(Saved entries)
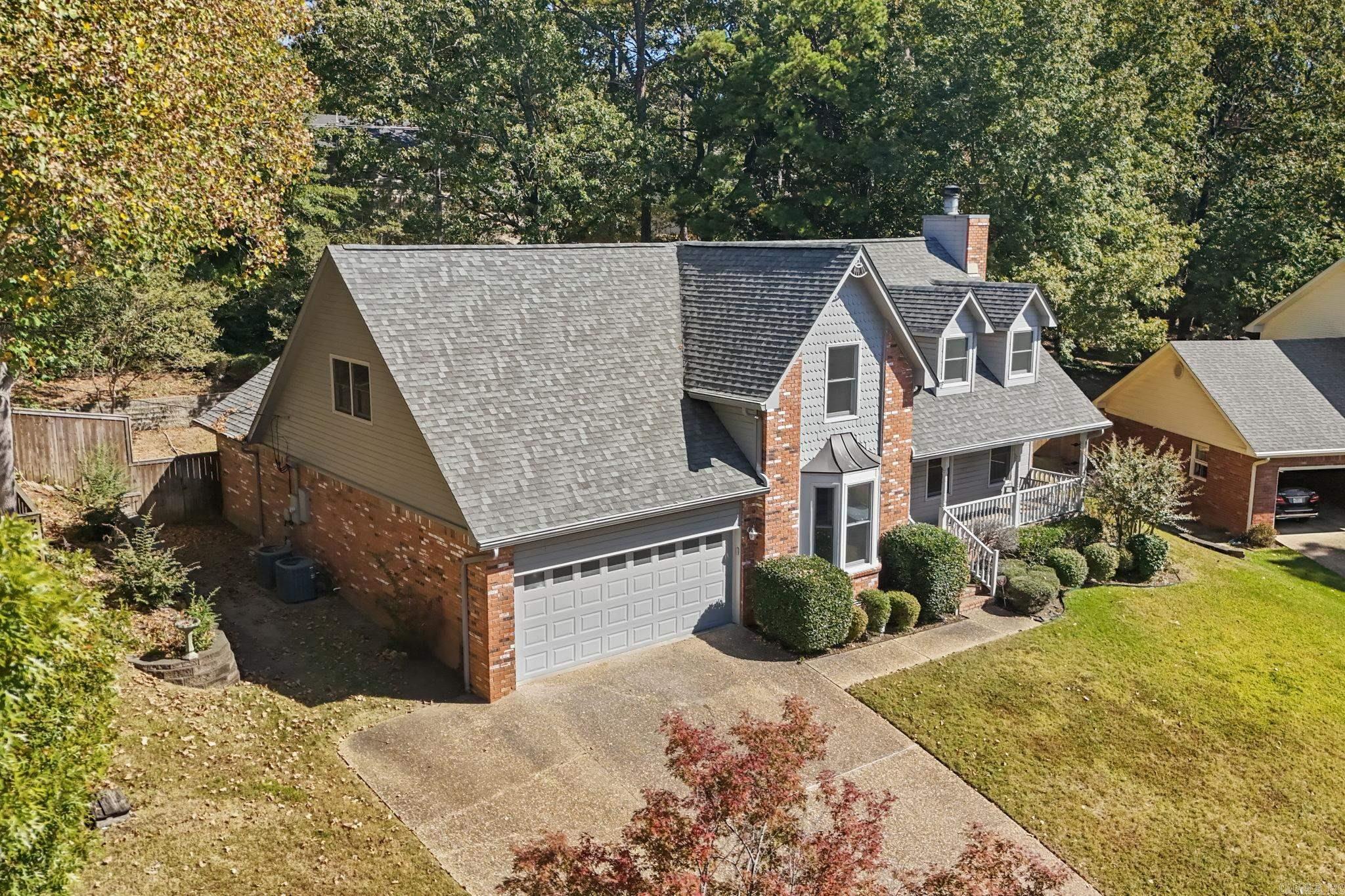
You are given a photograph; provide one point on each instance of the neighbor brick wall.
(978, 244)
(389, 562)
(1222, 499)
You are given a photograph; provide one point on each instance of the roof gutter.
(724, 398)
(540, 535)
(982, 446)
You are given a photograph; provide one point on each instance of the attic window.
(350, 389)
(1021, 354)
(843, 381)
(957, 356)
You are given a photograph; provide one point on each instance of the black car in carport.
(1296, 501)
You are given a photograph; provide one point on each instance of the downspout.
(1251, 490)
(462, 613)
(261, 512)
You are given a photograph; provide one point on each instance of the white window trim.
(990, 465)
(826, 383)
(843, 482)
(1036, 343)
(943, 481)
(331, 383)
(1191, 461)
(971, 359)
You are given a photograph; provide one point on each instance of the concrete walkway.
(860, 664)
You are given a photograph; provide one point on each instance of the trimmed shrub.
(1033, 590)
(803, 601)
(1102, 561)
(1151, 554)
(877, 606)
(1070, 566)
(146, 572)
(1034, 542)
(100, 490)
(927, 562)
(1262, 535)
(1080, 531)
(858, 624)
(57, 667)
(906, 610)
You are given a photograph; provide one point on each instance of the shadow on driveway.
(317, 652)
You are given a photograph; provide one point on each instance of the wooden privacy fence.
(50, 444)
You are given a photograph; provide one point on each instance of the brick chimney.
(963, 237)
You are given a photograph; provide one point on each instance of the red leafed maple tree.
(739, 830)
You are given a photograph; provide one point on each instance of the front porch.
(1001, 488)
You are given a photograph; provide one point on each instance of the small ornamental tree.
(738, 828)
(1137, 489)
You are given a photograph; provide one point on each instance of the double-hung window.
(957, 359)
(1021, 352)
(1000, 461)
(843, 381)
(934, 477)
(1199, 459)
(350, 389)
(843, 522)
(858, 523)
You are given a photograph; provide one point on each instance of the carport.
(1321, 538)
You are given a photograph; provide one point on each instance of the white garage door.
(606, 605)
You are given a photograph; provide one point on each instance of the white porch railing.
(982, 559)
(1044, 496)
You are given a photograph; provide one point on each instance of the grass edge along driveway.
(1187, 739)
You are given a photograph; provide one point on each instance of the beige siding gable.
(1162, 393)
(386, 456)
(1314, 310)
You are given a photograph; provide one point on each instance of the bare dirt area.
(76, 391)
(148, 445)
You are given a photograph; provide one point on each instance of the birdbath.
(188, 625)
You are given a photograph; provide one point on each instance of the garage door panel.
(608, 605)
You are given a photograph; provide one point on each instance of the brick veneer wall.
(399, 567)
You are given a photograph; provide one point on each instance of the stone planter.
(213, 667)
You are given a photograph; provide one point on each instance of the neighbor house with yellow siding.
(1250, 417)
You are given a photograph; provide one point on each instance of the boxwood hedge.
(927, 562)
(803, 601)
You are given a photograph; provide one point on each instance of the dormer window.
(957, 359)
(843, 381)
(1023, 352)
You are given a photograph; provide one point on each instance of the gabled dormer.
(948, 326)
(1019, 314)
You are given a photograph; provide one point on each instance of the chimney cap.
(951, 194)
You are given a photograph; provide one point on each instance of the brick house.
(1250, 417)
(541, 456)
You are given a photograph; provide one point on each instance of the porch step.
(974, 598)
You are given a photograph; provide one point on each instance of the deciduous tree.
(136, 133)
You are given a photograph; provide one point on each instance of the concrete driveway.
(1321, 539)
(571, 753)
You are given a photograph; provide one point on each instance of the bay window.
(841, 517)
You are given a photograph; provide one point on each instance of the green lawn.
(1187, 739)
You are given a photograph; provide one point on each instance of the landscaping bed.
(1180, 739)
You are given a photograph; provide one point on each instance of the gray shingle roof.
(1285, 396)
(992, 414)
(234, 414)
(747, 308)
(546, 381)
(1002, 301)
(927, 309)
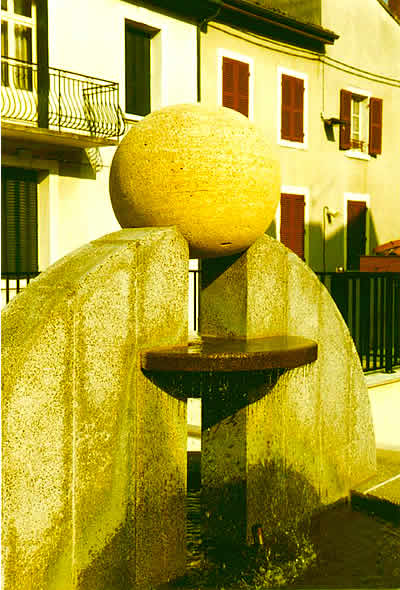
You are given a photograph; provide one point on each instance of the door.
(292, 223)
(356, 233)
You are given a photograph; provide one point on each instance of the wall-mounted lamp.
(330, 214)
(332, 120)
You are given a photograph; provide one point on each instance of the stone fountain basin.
(214, 354)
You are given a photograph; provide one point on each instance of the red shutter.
(292, 112)
(243, 88)
(286, 107)
(292, 223)
(345, 115)
(375, 126)
(235, 85)
(298, 108)
(228, 86)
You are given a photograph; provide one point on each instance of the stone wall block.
(224, 317)
(267, 286)
(77, 401)
(318, 443)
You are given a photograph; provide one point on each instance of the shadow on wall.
(326, 255)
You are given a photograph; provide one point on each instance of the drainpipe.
(202, 28)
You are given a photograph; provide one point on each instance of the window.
(17, 42)
(137, 67)
(292, 226)
(292, 104)
(356, 232)
(19, 242)
(235, 85)
(362, 128)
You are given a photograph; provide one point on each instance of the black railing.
(368, 302)
(12, 284)
(370, 306)
(194, 277)
(62, 100)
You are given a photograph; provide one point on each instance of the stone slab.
(309, 448)
(232, 355)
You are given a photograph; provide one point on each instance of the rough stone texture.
(94, 453)
(209, 171)
(308, 437)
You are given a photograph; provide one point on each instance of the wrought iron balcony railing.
(61, 100)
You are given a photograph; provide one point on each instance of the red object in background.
(390, 248)
(387, 258)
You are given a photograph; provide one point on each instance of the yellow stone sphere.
(209, 171)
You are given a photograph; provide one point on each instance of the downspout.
(202, 28)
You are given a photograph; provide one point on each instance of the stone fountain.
(97, 368)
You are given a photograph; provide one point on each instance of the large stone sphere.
(208, 171)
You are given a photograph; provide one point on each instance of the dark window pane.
(23, 7)
(19, 243)
(23, 50)
(4, 52)
(137, 71)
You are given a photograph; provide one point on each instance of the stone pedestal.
(284, 443)
(94, 453)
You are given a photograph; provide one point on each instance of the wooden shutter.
(345, 115)
(375, 126)
(137, 71)
(235, 85)
(356, 233)
(19, 244)
(292, 110)
(292, 223)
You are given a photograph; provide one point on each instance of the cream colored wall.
(327, 172)
(89, 38)
(369, 36)
(370, 40)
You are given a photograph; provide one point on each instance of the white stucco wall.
(319, 169)
(89, 38)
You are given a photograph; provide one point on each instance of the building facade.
(321, 78)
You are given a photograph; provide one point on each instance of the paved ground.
(385, 405)
(358, 543)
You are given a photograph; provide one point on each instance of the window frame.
(13, 20)
(151, 32)
(302, 76)
(221, 53)
(296, 190)
(365, 96)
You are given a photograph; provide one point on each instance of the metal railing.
(370, 306)
(194, 277)
(62, 100)
(12, 284)
(368, 302)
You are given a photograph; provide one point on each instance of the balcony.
(55, 106)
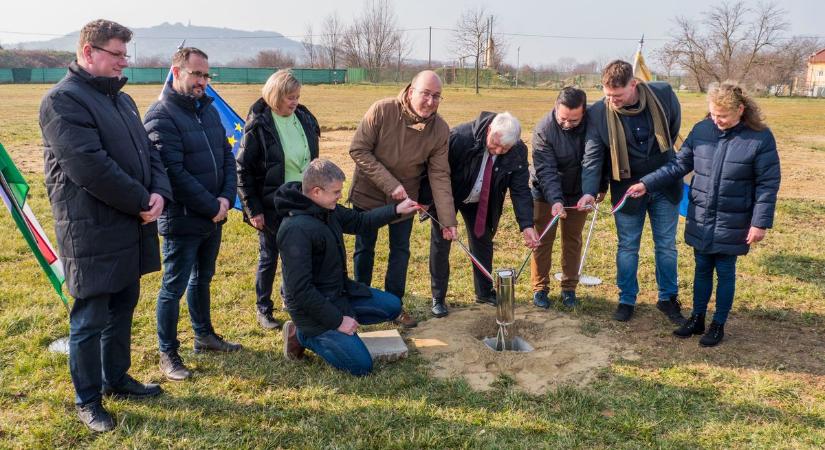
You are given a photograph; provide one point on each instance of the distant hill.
(34, 58)
(223, 45)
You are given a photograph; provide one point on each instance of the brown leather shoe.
(292, 348)
(405, 320)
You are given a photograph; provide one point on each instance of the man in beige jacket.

§ What you need to do
Reproduce all of the material above, replacing "photograph" with "image" everywhere and keeping everything else as it is. Leave the pictures out.

§ Final result
You are given a image; provide one point on each instance of the neighbor brick wall.
(978, 244)
(389, 562)
(1222, 499)
You are given a image; provide one point on each instance of the roof gutter.
(724, 398)
(540, 535)
(982, 446)
You are given a image; provide one point on each instance of the attic window.
(350, 389)
(1021, 354)
(843, 381)
(957, 356)
You are given a image; provide one point on each instance of the black car in carport.
(1296, 501)
You are given a image; provide one point on each instance of the downspout.
(1251, 490)
(462, 613)
(261, 512)
You are given a image; provide one point on each instance of the white window trim.
(990, 465)
(826, 383)
(843, 482)
(1036, 343)
(943, 481)
(331, 383)
(1191, 461)
(971, 359)
You are given a image; provide one point on each instance of the concrete walkway.
(860, 664)
You are given a image; provide one point on each instance of the trimmed shrub.
(1033, 590)
(803, 601)
(1102, 561)
(1151, 554)
(877, 606)
(1070, 566)
(146, 572)
(1034, 542)
(100, 490)
(927, 562)
(1262, 535)
(1080, 531)
(858, 624)
(57, 667)
(906, 610)
You are given a image; provide one point on each instance of the shadow on driveway.
(317, 652)
You are given a image; provide one point on each instance of the wooden privacy fence.
(50, 444)
You are given a image; provide one point on each instance of the brick chimney.
(963, 237)
You are given a image; provide one point on each instance of the red leafed maple tree.
(739, 830)
You are given a image; provide one point on each instance of the front porch.
(1001, 488)
You are given a image; provide one point on each instance of the small ornamental tree.
(738, 828)
(1137, 489)
You are given a image; provide one point on each instance of the double-hung window.
(957, 359)
(1021, 352)
(1000, 461)
(843, 381)
(934, 477)
(1199, 459)
(350, 389)
(843, 522)
(858, 523)
You are given a image; provide one point on each instance of the carport.
(1321, 538)
You are given a image; provide one point on each instance of the white garage door.
(606, 605)
You are given a image; provide one point on each instance of the white porch railing.
(982, 559)
(1044, 496)
You are given a image; provide one point on each instance of the grass edge along driveway.
(1187, 739)
You are given a image; provide one point on each instance of the beige siding gable.
(1162, 393)
(386, 456)
(1314, 310)
You are given a image; provide one point on each instance of the bare dirt area.
(76, 391)
(148, 445)
You are given a image; provide one point on each instance of the birdbath.
(188, 625)
You are given a image; provide one point on each instance of the garage door panel.
(608, 605)
You are given a image; provide one point on each instance of the brick veneer wall.
(399, 567)
You are given a image; provide one point on each instance of the stone planter.
(213, 667)
You are given a image; provide one point on each instance of the neighbor house with yellow siding.
(1250, 417)
You are given a image; provide one point on each instance of the boxwood hedge.
(927, 562)
(803, 601)
You are given a image; provide one point on each instance of the dormer window.
(957, 359)
(843, 381)
(1023, 352)
You are given a image; provide one point on each instance of the gabled dormer.
(948, 326)
(1019, 314)
You are given a image; provide one point on each instance of the chimney cap.
(951, 194)
You are given a image; provide one point on each instance of the brick house.
(1250, 417)
(541, 456)
You are given a image; provide one point on each instance of the porch step.
(974, 598)
You are given a image; provide one point on each instance of the deciduous tree.
(136, 133)
You are given a image; provide one point on each instance of the concrete driveway.
(1321, 539)
(571, 753)
You are given a image; provide one point on each instance of the bay window.
(841, 517)
You are given a image; provide one point on each instance of the green lawn.
(1187, 739)
You are given a image; provide one point on each instance of the landscaping bed.
(1180, 739)
You are given a image; provide one point on each instance of the gray shingle roof.
(1285, 396)
(992, 414)
(234, 414)
(747, 308)
(546, 381)
(1002, 301)
(927, 309)
You are given a image; provide one point on each instance of the door.
(292, 223)
(356, 233)
You are given a image; provide one point on each instance of the wall-mounted lamp.
(330, 214)
(332, 120)
You are given a image; provide one point on each instance of the stone fountain basin.
(214, 354)
You are given a image; provide one point on each instance of the red shutter.
(292, 112)
(243, 88)
(286, 107)
(292, 223)
(345, 115)
(375, 126)
(235, 85)
(298, 108)
(228, 86)
You are given a image; provide one point on each instance of the stone wall block.
(224, 317)
(267, 286)
(77, 401)
(318, 443)
You are given a image; provide one point on each instance of the shadow on wall.
(326, 255)
You are given a image; provide one point on each instance of the drainpipe.
(202, 28)
You are given a image; provide one point on each instance of the window.
(17, 42)
(137, 67)
(292, 226)
(292, 104)
(356, 232)
(19, 242)
(235, 85)
(362, 128)
You are given a image; provide one point on each instance of the black railing.
(368, 302)
(12, 284)
(370, 306)
(194, 277)
(62, 100)
You are given a image; provide one point on each instance of the stone slab.
(309, 448)
(232, 355)
You are given a image; provide one point on each instance of the rough stone texture.
(94, 453)
(209, 171)
(308, 437)
You are given a image; provide one point on each instance of the wrought iron balcony railing.
(61, 100)
You are given a image; provide one point on each instance of the red object in background.
(390, 248)
(387, 258)
You are given a image; provide one point on each instance of the yellow stone sphere.
(209, 171)
You are given a image; provide one point on each instance of the downspout.
(202, 28)
You are given a image; provide one point on each instance of the stone fountain.
(97, 368)
You are given a image; provide one point on each instance of the large stone sphere.
(208, 171)
You are given a image; provide one point on each instance of the dark window pane.
(23, 7)
(19, 243)
(23, 50)
(4, 52)
(137, 71)
You are given a image; provide one point on each instance of the stone pedestal.
(284, 443)
(94, 453)
You are given a image; provide one point on each instance of the wooden shutter.
(345, 115)
(375, 126)
(137, 71)
(235, 85)
(356, 233)
(19, 244)
(292, 110)
(292, 223)
You are given a image; provide one point on each instance of the cream colored wall.
(327, 172)
(89, 38)
(369, 36)
(370, 40)
You are given a image; provide one point on each instance of the white stucco wall.
(319, 169)
(89, 38)
You are given a image; provide one point on each instance of the building facade.
(321, 78)
You are given a image; provide one point on each instance of the paved ground.
(385, 405)
(358, 543)
You are given a image; provide one point on each instance of the window frame.
(13, 20)
(151, 32)
(302, 76)
(221, 53)
(296, 190)
(365, 96)
You are given a image; provide one point on each instance of the metal railing.
(370, 306)
(194, 277)
(62, 100)
(12, 284)
(368, 302)
You are given a image; provide one point on each instance of the balcony.
(55, 106)
You are given a image; provide one point on each instance of the distant hill.
(34, 58)
(223, 45)
You are given a image; provide one point on each instance of the brown leather shoe.
(292, 348)
(405, 320)
You are given a image; provide one point on each instance of the man in beige jacket.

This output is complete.